Text section
============================================================
II. State's Right to Appeal Restitution Order

Kinneman relies upon State v. A.M.R., 147 Wash.2d 91, 51 P.3d 790 (2002) to support his argument that the State has no right to appeal the trial court's restitution order.

A.M.R. does not support Kinneman's assertion that the State has no right to appeal in this case. At issue in A.M.R. was whether RCW chapter 13.40 and RCW 13.04.033(1) provide the State with the authority to appeal a juvenile restitution order. A.M.R., 147 Wash.2d at 95, 51 P.3d 790. Discussing the State's right to appeal, A.M.R. stated that "[a]dult cases focus on whether an appeal by the State is specifically allowed by statute, court rule, or case law. Those cases turn to RCW 9.94A.585(2) and RAP 2.2(b)(6) allowing appeals of sentences `outside the standard range.'" A.M.R., 147 Wash.2d at 95, 51 P.3d 790 (quoting State v. Williams, 112 Wash.App. 171, 48 P.3d 354 (2002), reversed by State v. Williams, 149 Wash.2d 143, 65 P.3d 1214 (2003)
============================================================
A block of data

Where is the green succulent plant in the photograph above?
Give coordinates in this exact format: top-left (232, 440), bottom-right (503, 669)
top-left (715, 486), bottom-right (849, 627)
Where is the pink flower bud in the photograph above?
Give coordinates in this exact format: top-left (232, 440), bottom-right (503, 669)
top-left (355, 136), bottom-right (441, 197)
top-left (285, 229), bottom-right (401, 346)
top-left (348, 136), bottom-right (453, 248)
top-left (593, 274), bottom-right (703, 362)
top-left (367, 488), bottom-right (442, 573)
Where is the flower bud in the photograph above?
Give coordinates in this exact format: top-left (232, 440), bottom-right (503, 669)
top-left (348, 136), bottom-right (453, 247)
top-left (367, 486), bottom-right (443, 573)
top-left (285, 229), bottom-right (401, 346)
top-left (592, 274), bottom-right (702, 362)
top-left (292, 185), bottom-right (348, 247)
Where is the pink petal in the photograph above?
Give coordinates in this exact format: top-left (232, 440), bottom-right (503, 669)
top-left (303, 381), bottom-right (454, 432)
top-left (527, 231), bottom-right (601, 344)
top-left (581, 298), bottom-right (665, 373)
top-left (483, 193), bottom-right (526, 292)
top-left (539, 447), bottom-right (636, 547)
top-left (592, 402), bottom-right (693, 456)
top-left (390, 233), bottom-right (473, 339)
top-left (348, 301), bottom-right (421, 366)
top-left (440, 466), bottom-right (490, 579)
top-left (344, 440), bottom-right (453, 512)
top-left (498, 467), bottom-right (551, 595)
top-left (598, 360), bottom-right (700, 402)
============================================================
Stated exercise 1
Repeat the passage on the State's right to appeal, starting with "II. State's Right" and going on through "court's restitution order.".
Stated exercise 2
Decide whether each statement below agrees with the passage on the State's right to appeal, answering yes or no and quoting the deciding words of the passage: (a) Kinneman cites State v. A.M.R. in arguing that the State cannot appeal the trial court's restitution order. (b) The passage concludes that A.M.R. supports Kinneman's position. (c) A.M.R. concerned the State's authority to appeal an adult restitution order.
Stated exercise 3
Write the next part of the passage on the State's right to appeal, continuing after its final sentence.

Written response 1
II. State's Right to Appeal Restitution Order

Kinneman relies upon State v. A.M.R., 147 Wash.2d 91, 51 P.3d 790 (2002) to support his argument that the State has no right to appeal the trial court's restitution order.

Written response 2
(a) Yes: "Kinneman relies upon State v. A.M.R., 147 Wash.2d 91, 51 P.3d 790 (2002) to support his argument that the State has no right to appeal the trial court's restitution order."
(b) No: "A.M.R. does not support Kinneman's assertion that the State has no right to appeal in this case."
(c) No: "whether RCW chapter 13.40 and RCW 13.04.033(1) provide the State with the authority to appeal a juvenile restitution order."

Written response 3
).

RCW 9.94A.585(2) provides:

A sentence outside the standard sentence range for the offense is subject to appeal by the defendant or the state. The appeal shall be to the court of appeals in accordance with rules adopted by the supreme court.

Similarly, RAP 2.2(b)(6) provides that the State may appeal "[a] sentence in a criminal case which is outside the standard range for the...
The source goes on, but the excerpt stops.